━━━ Extract to read

We were finally treated to Adam Reynolds leading the Broncos against the Rabbitohs, but, does the emphatic thumping mean that Souths made a terrible mistake? Are injuries having a major influence on ladder positions and should the NSW State Government spend more money on suburban stadiums?
We tackle some of the big talking points in the latest edition of NRL Real or Not.
The Rabbitohs made a big mistake letting Reynolds go
Not real - for now: The Broncos rode into town led by their new veteran halfback who was primed to take on the club he loved, the club he gave his heart and soul to, the club that decided last year that he wasn't worth keeping. Adam Reynolds had a point to prove, but so did the entire Broncos team and coach Kevin Walters. Brisbane were ready to resume their place as a Top 8 team and to prove their credentials by cutting down one of the premiership hot shots. They did so, magnificently.

━━━━━━
━━━ Information provided

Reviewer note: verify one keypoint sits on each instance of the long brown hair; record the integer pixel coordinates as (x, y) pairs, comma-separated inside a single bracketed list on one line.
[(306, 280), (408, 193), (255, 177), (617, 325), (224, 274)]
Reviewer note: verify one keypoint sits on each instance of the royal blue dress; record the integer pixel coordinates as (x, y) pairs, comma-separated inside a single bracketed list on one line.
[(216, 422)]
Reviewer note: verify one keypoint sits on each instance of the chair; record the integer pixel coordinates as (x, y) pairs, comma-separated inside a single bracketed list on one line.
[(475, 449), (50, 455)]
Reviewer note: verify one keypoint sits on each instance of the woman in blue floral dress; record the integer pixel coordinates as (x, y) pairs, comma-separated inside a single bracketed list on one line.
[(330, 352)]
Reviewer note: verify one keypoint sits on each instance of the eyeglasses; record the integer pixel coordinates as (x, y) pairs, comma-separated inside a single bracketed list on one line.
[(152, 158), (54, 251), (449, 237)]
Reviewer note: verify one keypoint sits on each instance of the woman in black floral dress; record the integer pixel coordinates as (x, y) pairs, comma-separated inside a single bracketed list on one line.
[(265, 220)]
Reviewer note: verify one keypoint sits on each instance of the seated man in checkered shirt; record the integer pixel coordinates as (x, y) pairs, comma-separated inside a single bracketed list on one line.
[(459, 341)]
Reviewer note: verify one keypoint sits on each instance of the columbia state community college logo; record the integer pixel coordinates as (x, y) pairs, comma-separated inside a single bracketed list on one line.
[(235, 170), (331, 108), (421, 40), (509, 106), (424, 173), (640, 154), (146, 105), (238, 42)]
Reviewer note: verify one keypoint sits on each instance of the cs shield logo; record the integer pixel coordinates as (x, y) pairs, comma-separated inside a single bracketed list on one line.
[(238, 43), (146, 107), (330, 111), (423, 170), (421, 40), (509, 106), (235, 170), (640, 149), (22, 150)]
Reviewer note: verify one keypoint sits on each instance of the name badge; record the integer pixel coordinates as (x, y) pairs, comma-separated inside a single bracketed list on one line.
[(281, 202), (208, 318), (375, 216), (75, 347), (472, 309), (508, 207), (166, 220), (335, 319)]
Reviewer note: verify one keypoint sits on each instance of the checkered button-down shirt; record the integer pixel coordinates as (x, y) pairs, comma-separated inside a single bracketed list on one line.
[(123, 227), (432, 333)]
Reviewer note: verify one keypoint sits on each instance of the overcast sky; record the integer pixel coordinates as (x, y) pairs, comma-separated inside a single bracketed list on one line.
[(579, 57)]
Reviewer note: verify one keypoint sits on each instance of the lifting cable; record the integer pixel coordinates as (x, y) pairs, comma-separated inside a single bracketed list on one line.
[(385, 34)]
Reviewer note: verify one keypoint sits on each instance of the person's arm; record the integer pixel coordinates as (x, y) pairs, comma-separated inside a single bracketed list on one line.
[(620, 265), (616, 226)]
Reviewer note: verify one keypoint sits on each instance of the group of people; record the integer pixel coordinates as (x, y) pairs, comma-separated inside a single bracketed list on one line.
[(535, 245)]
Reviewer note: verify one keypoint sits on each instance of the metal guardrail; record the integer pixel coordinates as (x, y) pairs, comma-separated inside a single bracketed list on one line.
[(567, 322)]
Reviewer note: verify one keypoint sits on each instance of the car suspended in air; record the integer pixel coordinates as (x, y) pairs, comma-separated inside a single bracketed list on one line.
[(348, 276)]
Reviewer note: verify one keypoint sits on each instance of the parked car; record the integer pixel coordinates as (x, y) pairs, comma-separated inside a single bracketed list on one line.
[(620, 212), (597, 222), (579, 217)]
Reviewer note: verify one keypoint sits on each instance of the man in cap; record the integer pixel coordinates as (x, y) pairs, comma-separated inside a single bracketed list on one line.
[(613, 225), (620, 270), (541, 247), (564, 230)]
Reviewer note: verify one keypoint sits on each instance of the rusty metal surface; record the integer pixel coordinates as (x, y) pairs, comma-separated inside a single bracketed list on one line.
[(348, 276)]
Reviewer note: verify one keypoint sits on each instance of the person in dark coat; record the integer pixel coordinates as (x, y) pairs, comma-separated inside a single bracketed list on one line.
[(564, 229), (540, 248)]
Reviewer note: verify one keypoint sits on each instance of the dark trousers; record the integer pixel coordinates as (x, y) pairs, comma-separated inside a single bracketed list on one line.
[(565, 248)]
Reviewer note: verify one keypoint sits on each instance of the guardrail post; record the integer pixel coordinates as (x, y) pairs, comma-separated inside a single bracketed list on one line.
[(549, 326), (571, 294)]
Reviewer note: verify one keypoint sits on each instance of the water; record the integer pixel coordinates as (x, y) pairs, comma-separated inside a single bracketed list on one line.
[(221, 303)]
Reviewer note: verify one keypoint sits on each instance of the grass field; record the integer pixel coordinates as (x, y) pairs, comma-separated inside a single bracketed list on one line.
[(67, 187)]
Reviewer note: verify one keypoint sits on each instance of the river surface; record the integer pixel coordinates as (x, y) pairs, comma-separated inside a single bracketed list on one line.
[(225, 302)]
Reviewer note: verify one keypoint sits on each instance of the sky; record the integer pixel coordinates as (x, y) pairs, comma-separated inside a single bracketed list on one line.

━━━━━━

Task 1:
Translate this sentence from the NRL Real or Not column into Spanish: "We tackle some of the big talking points in the latest edition of NRL Real or Not."
Task 2:
Write what comes next in the NRL Real or Not column about Adam Reynolds and the Broncos, picking up right after its final sentence.

Final answer 1:
Abordamos algunos de los grandes temas de debate en la última edición de NRL Real or Not.

Final answer 2:
South Sydney Rabbitohs and Reynolds parted ways due to a pragmatic rugby league business decision. Sometimes in sport there is no room for sentiment. The club decided that its future would be best served by using the salary cap space that was allocated to veteran Reynolds on retaining and developing a stable of promising youngsters. They could not see the value in locking Reynolds in for another three years, and instead offered him one year, and then wished him well when the Broncos came knocking.
Reynolds is a champion and a bull-headed competitor. He was always going to be a great buy for any club needing immediate direction and leadership. The Broncos have been crying out for a player gifted with these talents for years. They are now benefiting from a new standard of competitiveness and we are witnessing their well-deserved rise up the NRL ladder.
So does last nights' 32-12 flogging by Reynolds and his Broncos prove that the Rabbitohs made a terrible mistake in letting him go? No, not really. We will have to wait until next year and the year after to see how the Rabbitohs youngsters develop and how the club progresses to see whether they should have allowed Reynolds to play out his career with the famous club.
- Darren Arthur
Injuries have played a big role this season
Real. It's the go-to excuse of the struggling coach, but there is pretty good evidence that clubs who are filling their casualty ward are the biggest strugglers so far in 2022.
Here are the top four teams on the NRL ladder right now, and the number of players at each club currently unavailable through injury or suspension: Panthers (2), Storm (6), Cowboys (1), Sharks (3).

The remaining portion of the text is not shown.